● **Assignment**
What is needed is an exact copy of every entry.

● **Records provided**
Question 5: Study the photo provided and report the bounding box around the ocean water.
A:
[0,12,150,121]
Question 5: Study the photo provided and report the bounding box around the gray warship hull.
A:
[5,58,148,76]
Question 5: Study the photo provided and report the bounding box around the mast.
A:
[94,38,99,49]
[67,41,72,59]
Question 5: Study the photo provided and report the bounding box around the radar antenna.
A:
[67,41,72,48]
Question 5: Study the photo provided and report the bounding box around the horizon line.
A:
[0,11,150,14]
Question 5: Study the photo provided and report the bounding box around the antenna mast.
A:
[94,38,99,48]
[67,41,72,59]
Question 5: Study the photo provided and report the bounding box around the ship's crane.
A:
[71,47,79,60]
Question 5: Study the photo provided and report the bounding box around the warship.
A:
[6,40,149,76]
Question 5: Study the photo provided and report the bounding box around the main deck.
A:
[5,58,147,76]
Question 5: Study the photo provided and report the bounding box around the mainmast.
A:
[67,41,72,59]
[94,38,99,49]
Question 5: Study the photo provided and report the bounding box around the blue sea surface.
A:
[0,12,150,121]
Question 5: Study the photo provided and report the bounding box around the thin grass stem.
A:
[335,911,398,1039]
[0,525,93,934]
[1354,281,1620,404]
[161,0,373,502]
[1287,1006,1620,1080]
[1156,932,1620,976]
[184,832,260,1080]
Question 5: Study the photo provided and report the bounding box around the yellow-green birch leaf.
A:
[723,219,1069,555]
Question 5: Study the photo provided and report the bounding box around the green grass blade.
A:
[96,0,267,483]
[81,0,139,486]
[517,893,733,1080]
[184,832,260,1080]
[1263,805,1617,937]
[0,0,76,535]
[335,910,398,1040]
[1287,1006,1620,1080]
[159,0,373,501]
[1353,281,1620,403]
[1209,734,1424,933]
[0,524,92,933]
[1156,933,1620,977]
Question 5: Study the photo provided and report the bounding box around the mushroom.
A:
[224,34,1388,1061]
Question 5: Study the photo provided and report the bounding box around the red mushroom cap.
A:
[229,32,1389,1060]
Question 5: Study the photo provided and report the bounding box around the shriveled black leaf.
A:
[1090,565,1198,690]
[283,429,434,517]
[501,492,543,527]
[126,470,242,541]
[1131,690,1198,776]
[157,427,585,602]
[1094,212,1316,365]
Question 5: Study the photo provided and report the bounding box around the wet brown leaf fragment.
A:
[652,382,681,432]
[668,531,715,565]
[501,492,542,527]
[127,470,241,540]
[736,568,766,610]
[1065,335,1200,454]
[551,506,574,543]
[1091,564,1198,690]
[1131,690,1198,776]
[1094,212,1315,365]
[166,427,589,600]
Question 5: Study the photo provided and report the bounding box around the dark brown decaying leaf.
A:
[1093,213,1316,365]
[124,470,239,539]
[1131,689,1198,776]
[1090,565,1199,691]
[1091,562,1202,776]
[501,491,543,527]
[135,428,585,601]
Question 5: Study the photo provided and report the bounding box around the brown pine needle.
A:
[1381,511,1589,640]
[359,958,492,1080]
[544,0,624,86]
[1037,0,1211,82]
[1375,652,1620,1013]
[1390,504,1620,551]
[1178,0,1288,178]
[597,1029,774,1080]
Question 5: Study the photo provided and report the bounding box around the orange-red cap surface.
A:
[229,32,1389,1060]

● **Problem solution**
Question 5: Study the photo provided and report the bounding box around the ocean water.
A:
[0,12,150,121]
Question 5: Study the photo provided and report the bounding box around the gray warship hull.
A:
[5,58,148,76]
Question 5: Study the photo provided and report the bounding box around the mast.
A:
[94,38,99,49]
[67,41,72,59]
Question 5: Study the photo provided and report the bounding box around the radar antenna.
A:
[67,41,72,48]
Question 5: Study the photo provided and report the bounding box around the horizon line.
A:
[0,11,150,14]
Question 5: Study the photo provided and report the bounding box around the antenna mast.
A:
[94,38,99,48]
[67,41,72,59]
Question 5: Study the photo provided and report the bounding box around the ship's crane.
A:
[71,47,79,60]
Question 5: Study the photo provided and report the bounding box around the warship.
A:
[6,40,149,76]
Question 5: Study the photo provided and report the bounding box around the main deck.
A:
[5,58,147,76]
Question 5: Study the photo provided and report the bounding box around the mainmast.
A:
[67,41,72,59]
[94,38,99,49]
Question 5: Study the photo provided and report the bounding box around the blue sea surface.
A:
[0,12,150,121]
Question 5: Study the photo provided and report the bounding box around the thin grass stem.
A:
[335,911,398,1039]
[0,525,93,934]
[1354,281,1620,404]
[161,0,373,502]
[1287,1006,1620,1080]
[1156,932,1620,976]
[184,832,260,1080]
Question 5: Study the photo provided and report the bounding box around the yellow-green birch leaf.
A:
[723,219,1069,555]
Question 5: Study the photo provided and report the bounding box around the green grass blade.
A:
[96,0,267,483]
[81,0,139,486]
[517,893,733,1080]
[184,832,260,1080]
[1263,805,1617,937]
[0,0,76,535]
[335,910,398,1040]
[1287,1006,1620,1080]
[159,0,373,501]
[1353,281,1620,403]
[1209,734,1424,933]
[0,524,92,933]
[1156,933,1620,977]
Question 5: Study the photo provided and report the bounding box around the mushroom.
A:
[224,34,1388,1061]
Question 5: Study the photo provided and report the bounding box around the red mushroom cap.
A:
[229,32,1389,1060]
Question 5: Study the photo provided and report the bounding box around the shriveled black leaf.
A:
[1090,565,1198,690]
[283,429,434,517]
[501,492,543,527]
[126,470,242,541]
[1131,690,1198,776]
[157,427,585,602]
[1094,212,1316,365]
Question 5: Study the photo provided and report the bounding box around the wet brown leaf fragment.
A:
[652,382,681,432]
[668,531,715,565]
[501,492,542,527]
[127,470,241,540]
[736,568,766,610]
[1065,335,1200,454]
[551,506,574,543]
[1091,564,1198,690]
[1131,690,1198,776]
[1094,212,1315,365]
[166,427,589,600]
Question 5: Study the photo provided and report the bounding box around the dark brown decaying leaf.
A:
[1093,213,1316,365]
[124,470,239,539]
[1131,689,1198,776]
[1090,565,1199,691]
[1091,562,1202,776]
[501,491,543,527]
[135,428,585,601]
Question 5: Study the photo provided and report the bounding box around the brown pine needle.
A:
[1381,511,1589,640]
[359,958,492,1080]
[544,0,624,86]
[1037,0,1211,82]
[1375,652,1620,1013]
[1390,504,1620,551]
[1178,0,1288,178]
[597,1029,774,1080]
Question 5: Study the photo provided and report the bounding box around the orange-red cap surface.
A:
[229,32,1389,1060]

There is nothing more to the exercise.